──────── RECORDS PROVIDED
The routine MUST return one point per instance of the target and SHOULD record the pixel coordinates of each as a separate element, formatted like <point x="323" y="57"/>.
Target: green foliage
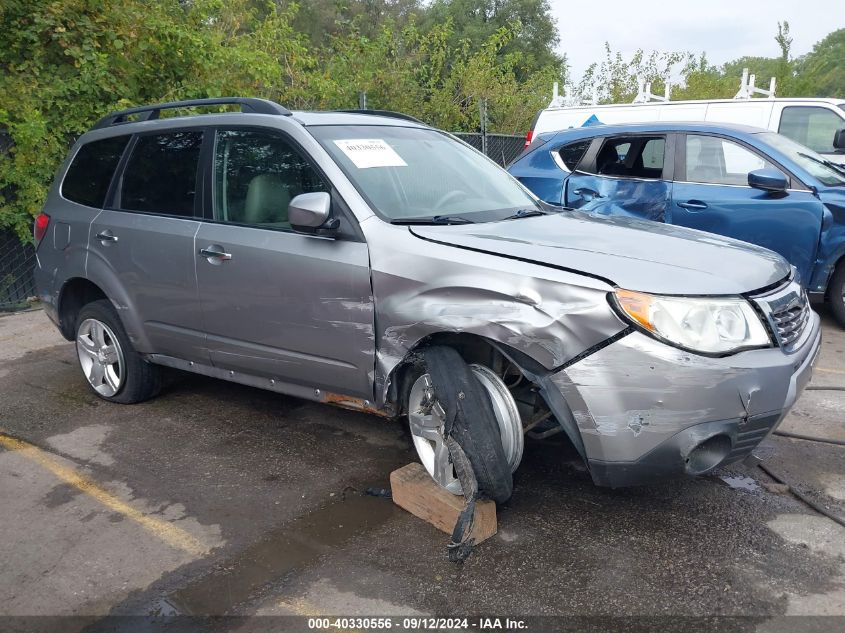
<point x="65" y="63"/>
<point x="821" y="72"/>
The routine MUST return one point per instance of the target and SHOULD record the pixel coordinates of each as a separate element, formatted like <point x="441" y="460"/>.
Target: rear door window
<point x="161" y="174"/>
<point x="633" y="157"/>
<point x="811" y="126"/>
<point x="718" y="161"/>
<point x="88" y="178"/>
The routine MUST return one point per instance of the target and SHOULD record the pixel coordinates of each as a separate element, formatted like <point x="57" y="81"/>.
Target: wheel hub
<point x="427" y="421"/>
<point x="100" y="357"/>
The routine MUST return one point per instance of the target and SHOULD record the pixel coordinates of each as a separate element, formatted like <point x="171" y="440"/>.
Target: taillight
<point x="528" y="138"/>
<point x="42" y="221"/>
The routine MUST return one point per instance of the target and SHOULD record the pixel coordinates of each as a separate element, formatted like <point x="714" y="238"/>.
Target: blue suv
<point x="738" y="181"/>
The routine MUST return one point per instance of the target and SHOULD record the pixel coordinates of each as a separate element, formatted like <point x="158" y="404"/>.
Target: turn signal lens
<point x="708" y="325"/>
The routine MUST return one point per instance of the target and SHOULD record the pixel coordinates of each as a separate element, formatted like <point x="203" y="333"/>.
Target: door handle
<point x="106" y="236"/>
<point x="215" y="252"/>
<point x="587" y="193"/>
<point x="693" y="205"/>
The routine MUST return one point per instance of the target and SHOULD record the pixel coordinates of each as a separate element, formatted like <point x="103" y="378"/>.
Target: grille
<point x="790" y="320"/>
<point x="788" y="312"/>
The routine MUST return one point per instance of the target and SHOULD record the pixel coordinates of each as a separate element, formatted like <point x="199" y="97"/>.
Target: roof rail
<point x="387" y="113"/>
<point x="150" y="112"/>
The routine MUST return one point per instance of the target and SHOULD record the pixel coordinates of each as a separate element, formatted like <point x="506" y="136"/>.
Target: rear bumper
<point x="646" y="411"/>
<point x="45" y="285"/>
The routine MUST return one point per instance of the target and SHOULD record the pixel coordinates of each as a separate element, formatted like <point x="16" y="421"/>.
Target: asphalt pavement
<point x="219" y="499"/>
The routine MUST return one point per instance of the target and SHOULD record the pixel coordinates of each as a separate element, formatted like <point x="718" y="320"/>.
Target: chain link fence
<point x="17" y="260"/>
<point x="502" y="148"/>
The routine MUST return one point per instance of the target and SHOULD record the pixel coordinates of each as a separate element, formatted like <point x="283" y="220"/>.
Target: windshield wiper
<point x="525" y="213"/>
<point x="433" y="219"/>
<point x="825" y="162"/>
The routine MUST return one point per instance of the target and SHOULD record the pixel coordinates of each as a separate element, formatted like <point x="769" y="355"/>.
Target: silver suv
<point x="368" y="261"/>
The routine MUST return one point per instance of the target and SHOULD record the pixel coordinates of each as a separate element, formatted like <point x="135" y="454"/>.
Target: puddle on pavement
<point x="740" y="482"/>
<point x="292" y="547"/>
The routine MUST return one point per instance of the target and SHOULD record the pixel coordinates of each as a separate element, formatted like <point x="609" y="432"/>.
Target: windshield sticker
<point x="370" y="152"/>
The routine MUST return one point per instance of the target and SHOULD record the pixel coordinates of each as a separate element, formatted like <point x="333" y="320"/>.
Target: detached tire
<point x="112" y="367"/>
<point x="469" y="417"/>
<point x="835" y="292"/>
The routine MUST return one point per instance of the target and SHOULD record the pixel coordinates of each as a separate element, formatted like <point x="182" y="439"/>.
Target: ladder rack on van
<point x="747" y="90"/>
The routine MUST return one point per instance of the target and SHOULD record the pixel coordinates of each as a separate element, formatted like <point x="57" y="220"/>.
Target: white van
<point x="811" y="122"/>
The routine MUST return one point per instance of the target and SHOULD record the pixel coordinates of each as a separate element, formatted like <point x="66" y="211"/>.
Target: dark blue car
<point x="738" y="181"/>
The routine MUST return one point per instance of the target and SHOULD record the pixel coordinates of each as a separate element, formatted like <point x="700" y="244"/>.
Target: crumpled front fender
<point x="423" y="288"/>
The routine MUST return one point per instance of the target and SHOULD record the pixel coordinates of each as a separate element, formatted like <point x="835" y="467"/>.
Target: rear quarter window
<point x="161" y="173"/>
<point x="571" y="154"/>
<point x="89" y="175"/>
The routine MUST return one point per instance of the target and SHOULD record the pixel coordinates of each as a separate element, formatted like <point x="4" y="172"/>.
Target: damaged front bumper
<point x="643" y="410"/>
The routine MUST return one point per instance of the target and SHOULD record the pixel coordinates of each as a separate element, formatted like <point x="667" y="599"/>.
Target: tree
<point x="478" y="20"/>
<point x="65" y="63"/>
<point x="821" y="72"/>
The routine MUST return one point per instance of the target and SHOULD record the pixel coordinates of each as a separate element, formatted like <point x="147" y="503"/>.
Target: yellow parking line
<point x="172" y="535"/>
<point x="830" y="371"/>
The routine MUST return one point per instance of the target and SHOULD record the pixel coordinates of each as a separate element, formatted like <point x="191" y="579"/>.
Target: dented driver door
<point x="277" y="303"/>
<point x="628" y="175"/>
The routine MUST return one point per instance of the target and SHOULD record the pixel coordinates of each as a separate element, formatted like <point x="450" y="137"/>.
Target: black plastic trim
<point x="150" y="112"/>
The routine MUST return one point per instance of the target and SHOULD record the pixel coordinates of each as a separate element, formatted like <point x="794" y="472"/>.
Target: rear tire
<point x="113" y="369"/>
<point x="454" y="386"/>
<point x="835" y="292"/>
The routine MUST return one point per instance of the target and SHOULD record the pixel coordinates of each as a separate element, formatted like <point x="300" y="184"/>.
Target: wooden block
<point x="414" y="490"/>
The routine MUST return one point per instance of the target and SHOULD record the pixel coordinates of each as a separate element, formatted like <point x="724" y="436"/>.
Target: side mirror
<point x="770" y="180"/>
<point x="839" y="140"/>
<point x="309" y="213"/>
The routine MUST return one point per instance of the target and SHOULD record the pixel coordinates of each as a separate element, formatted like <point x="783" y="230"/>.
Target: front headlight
<point x="706" y="325"/>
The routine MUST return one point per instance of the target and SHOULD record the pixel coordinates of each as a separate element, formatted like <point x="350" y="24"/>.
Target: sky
<point x="724" y="29"/>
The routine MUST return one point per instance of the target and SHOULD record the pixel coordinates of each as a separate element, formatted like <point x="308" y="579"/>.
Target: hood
<point x="629" y="253"/>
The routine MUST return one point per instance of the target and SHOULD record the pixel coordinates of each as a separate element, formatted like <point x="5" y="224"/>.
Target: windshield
<point x="807" y="159"/>
<point x="410" y="173"/>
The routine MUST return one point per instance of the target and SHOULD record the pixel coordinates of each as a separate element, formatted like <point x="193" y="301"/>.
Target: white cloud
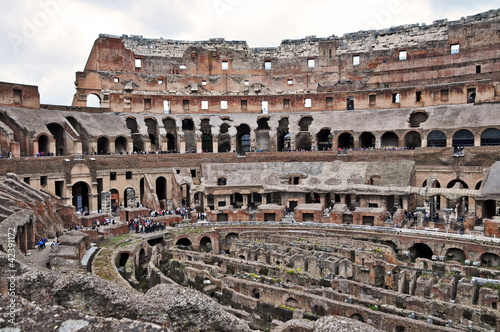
<point x="47" y="41"/>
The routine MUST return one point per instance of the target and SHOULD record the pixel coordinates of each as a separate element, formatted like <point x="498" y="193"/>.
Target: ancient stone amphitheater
<point x="328" y="184"/>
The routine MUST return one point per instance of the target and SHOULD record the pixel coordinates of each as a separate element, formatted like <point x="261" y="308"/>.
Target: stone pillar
<point x="424" y="141"/>
<point x="378" y="142"/>
<point x="215" y="144"/>
<point x="52" y="146"/>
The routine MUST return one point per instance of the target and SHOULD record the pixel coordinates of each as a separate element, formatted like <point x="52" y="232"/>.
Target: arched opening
<point x="318" y="310"/>
<point x="345" y="141"/>
<point x="224" y="138"/>
<point x="462" y="204"/>
<point x="185" y="195"/>
<point x="490" y="136"/>
<point x="230" y="239"/>
<point x="305" y="122"/>
<point x="57" y="132"/>
<point x="184" y="242"/>
<point x="123" y="259"/>
<point x="283" y="135"/>
<point x="115" y="197"/>
<point x="303" y="141"/>
<point x="455" y="254"/>
<point x="206" y="136"/>
<point x="420" y="250"/>
<point x="436" y="200"/>
<point x="262" y="139"/>
<point x="206" y="143"/>
<point x="291" y="303"/>
<point x="389" y="140"/>
<point x="206" y="244"/>
<point x="93" y="100"/>
<point x="243" y="139"/>
<point x="413" y="140"/>
<point x="161" y="188"/>
<point x="324" y="139"/>
<point x="189" y="135"/>
<point x="82" y="131"/>
<point x="416" y="118"/>
<point x="153" y="132"/>
<point x="44" y="145"/>
<point x="142" y="270"/>
<point x="237" y="200"/>
<point x="489" y="260"/>
<point x="489" y="209"/>
<point x="436" y="138"/>
<point x="129" y="195"/>
<point x="463" y="137"/>
<point x="136" y="136"/>
<point x="358" y="317"/>
<point x="142" y="189"/>
<point x="80" y="192"/>
<point x="103" y="145"/>
<point x="171" y="129"/>
<point x="121" y="145"/>
<point x="367" y="140"/>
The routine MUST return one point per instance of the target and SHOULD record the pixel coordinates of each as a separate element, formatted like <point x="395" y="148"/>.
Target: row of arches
<point x="323" y="140"/>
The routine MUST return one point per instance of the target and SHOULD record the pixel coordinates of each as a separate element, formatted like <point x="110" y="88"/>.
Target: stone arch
<point x="153" y="132"/>
<point x="420" y="250"/>
<point x="189" y="134"/>
<point x="224" y="138"/>
<point x="455" y="254"/>
<point x="161" y="188"/>
<point x="171" y="129"/>
<point x="490" y="136"/>
<point x="367" y="140"/>
<point x="489" y="259"/>
<point x="206" y="136"/>
<point x="324" y="139"/>
<point x="103" y="145"/>
<point x="488" y="209"/>
<point x="357" y="317"/>
<point x="262" y="138"/>
<point x="206" y="244"/>
<point x="43" y="144"/>
<point x="93" y="100"/>
<point x="120" y="145"/>
<point x="463" y="137"/>
<point x="80" y="192"/>
<point x="291" y="303"/>
<point x="243" y="139"/>
<point x="58" y="133"/>
<point x="81" y="130"/>
<point x="184" y="242"/>
<point x="129" y="196"/>
<point x="418" y="117"/>
<point x="319" y="310"/>
<point x="303" y="141"/>
<point x="137" y="139"/>
<point x="345" y="141"/>
<point x="283" y="134"/>
<point x="413" y="139"/>
<point x="389" y="140"/>
<point x="436" y="138"/>
<point x="305" y="122"/>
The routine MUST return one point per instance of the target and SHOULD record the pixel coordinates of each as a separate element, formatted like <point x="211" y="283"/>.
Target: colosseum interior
<point x="328" y="184"/>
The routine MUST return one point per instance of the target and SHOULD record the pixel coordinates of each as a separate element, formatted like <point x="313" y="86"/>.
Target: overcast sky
────────────────
SHORT EXERCISE: Identify every line in the data above that contains the string "tire", and copy each of those lines.

FINISHED EXERCISE:
Target: detached tire
Target: rear tire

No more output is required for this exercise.